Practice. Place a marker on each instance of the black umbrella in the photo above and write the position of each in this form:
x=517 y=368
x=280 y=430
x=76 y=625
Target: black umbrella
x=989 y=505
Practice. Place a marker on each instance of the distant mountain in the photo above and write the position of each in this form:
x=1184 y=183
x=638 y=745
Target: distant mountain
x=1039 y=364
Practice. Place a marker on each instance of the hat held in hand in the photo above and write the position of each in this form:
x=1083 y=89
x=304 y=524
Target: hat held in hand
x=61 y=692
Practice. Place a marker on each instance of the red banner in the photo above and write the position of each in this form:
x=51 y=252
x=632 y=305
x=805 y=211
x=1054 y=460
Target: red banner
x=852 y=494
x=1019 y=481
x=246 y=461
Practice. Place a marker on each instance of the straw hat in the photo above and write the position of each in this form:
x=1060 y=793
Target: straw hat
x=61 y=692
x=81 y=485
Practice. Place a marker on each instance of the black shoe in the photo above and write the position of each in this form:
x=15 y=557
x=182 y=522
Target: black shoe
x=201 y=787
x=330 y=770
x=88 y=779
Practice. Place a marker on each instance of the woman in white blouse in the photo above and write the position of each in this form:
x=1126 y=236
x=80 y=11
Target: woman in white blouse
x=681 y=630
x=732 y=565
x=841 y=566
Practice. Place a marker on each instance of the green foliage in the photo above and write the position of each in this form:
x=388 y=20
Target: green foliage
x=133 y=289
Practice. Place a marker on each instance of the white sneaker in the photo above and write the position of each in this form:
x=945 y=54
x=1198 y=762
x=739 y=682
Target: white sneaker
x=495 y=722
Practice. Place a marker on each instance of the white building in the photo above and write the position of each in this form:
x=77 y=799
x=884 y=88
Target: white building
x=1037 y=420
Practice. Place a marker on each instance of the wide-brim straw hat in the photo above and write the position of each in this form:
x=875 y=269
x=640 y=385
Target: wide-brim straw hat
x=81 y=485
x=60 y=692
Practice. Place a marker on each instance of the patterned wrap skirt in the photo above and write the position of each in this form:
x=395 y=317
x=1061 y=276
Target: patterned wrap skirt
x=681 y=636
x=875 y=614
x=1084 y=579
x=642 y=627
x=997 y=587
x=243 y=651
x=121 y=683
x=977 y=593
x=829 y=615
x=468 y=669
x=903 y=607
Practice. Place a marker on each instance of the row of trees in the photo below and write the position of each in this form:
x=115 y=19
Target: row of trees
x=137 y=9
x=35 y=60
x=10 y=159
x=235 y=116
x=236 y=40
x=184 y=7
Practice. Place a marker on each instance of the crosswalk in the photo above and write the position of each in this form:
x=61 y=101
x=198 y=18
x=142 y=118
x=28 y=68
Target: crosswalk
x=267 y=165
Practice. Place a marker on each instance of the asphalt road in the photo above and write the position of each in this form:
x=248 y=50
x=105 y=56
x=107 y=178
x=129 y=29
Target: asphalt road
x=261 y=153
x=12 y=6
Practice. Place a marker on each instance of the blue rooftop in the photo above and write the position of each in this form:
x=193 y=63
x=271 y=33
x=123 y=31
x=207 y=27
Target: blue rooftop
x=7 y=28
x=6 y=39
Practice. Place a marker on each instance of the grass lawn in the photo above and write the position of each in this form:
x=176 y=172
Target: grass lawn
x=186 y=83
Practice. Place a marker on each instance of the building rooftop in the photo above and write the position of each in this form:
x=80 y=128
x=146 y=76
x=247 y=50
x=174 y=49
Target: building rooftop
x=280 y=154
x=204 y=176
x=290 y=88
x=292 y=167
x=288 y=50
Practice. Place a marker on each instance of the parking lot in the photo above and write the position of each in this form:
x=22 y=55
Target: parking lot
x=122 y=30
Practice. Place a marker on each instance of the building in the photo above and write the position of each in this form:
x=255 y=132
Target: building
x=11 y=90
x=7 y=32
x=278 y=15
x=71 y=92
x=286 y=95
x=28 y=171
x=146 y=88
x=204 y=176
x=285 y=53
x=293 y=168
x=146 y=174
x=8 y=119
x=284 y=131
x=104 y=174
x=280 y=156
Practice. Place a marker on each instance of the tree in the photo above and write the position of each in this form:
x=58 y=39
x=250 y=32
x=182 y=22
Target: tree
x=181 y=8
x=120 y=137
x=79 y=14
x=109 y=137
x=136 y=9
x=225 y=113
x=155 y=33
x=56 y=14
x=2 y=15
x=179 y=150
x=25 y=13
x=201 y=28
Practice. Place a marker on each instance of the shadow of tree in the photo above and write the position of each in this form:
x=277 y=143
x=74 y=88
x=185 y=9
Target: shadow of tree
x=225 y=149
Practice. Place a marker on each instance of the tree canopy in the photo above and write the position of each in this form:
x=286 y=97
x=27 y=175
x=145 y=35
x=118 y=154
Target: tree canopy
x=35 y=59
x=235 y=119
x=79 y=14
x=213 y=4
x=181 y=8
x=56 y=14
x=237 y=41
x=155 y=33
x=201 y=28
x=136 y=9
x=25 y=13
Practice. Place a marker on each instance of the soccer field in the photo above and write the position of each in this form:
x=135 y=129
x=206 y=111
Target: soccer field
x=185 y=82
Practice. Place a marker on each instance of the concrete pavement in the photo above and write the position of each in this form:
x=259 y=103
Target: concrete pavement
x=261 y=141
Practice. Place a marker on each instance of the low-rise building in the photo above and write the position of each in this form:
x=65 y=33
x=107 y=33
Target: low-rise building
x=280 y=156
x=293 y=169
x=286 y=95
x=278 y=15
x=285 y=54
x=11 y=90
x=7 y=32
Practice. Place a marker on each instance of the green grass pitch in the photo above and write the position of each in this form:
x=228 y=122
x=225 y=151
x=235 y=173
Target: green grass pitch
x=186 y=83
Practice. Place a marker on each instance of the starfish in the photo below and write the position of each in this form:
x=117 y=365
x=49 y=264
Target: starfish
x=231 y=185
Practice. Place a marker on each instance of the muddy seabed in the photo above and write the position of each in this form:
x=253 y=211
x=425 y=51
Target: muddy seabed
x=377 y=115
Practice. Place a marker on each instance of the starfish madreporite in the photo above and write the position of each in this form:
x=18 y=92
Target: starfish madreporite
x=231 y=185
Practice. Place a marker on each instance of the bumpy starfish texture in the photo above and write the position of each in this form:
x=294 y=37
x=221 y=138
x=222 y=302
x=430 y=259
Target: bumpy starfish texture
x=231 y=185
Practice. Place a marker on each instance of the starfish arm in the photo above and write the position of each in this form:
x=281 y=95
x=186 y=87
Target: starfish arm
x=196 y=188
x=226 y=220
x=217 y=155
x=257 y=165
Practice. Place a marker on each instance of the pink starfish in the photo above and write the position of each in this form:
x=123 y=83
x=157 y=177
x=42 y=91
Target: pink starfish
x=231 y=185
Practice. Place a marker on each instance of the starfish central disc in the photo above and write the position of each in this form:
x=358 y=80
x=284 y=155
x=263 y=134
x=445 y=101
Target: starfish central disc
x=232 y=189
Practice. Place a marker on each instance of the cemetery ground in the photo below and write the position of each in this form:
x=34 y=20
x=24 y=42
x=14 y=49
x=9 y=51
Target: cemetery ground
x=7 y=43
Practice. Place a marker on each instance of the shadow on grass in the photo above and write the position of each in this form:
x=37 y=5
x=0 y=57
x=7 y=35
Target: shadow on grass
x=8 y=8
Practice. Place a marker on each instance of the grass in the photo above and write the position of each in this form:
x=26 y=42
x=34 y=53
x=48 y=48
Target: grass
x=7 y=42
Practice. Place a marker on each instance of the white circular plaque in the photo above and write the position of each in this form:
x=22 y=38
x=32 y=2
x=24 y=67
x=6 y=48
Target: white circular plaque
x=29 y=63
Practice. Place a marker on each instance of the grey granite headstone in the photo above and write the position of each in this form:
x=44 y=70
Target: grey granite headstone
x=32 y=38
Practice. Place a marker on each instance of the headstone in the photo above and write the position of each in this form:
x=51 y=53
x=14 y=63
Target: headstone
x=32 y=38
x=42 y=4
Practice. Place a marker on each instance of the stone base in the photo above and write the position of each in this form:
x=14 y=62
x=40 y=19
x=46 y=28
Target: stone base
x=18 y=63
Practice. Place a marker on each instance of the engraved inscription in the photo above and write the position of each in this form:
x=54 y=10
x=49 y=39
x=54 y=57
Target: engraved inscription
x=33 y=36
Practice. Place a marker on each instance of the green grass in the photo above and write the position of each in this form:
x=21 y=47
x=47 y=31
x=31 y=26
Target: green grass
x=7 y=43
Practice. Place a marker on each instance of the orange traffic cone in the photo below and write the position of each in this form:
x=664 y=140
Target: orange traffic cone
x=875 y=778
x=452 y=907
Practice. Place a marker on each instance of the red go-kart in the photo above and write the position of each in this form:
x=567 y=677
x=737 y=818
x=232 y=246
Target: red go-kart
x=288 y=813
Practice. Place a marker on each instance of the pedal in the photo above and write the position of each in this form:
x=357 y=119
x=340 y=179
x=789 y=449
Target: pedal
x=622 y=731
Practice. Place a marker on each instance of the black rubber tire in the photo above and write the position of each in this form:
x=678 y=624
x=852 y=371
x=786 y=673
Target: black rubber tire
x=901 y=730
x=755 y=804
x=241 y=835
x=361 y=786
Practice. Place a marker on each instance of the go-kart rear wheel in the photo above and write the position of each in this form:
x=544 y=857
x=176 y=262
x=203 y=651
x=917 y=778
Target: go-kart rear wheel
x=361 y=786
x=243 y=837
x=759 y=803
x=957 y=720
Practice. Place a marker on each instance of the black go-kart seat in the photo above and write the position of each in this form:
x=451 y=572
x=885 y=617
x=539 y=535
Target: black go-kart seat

REQUIRED WORK: Raise each coordinate in the answers by 89 and write out every line of the material from its start through the line with "x=989 y=505". Copy all other lines and numbers unchanged.

WRITTEN RESPONSE:
Practice. Place a marker on each instance of the black umbrella in the photo above and write the position of each in this form:
x=517 y=368
x=280 y=430
x=76 y=625
Target: black umbrella
x=1078 y=594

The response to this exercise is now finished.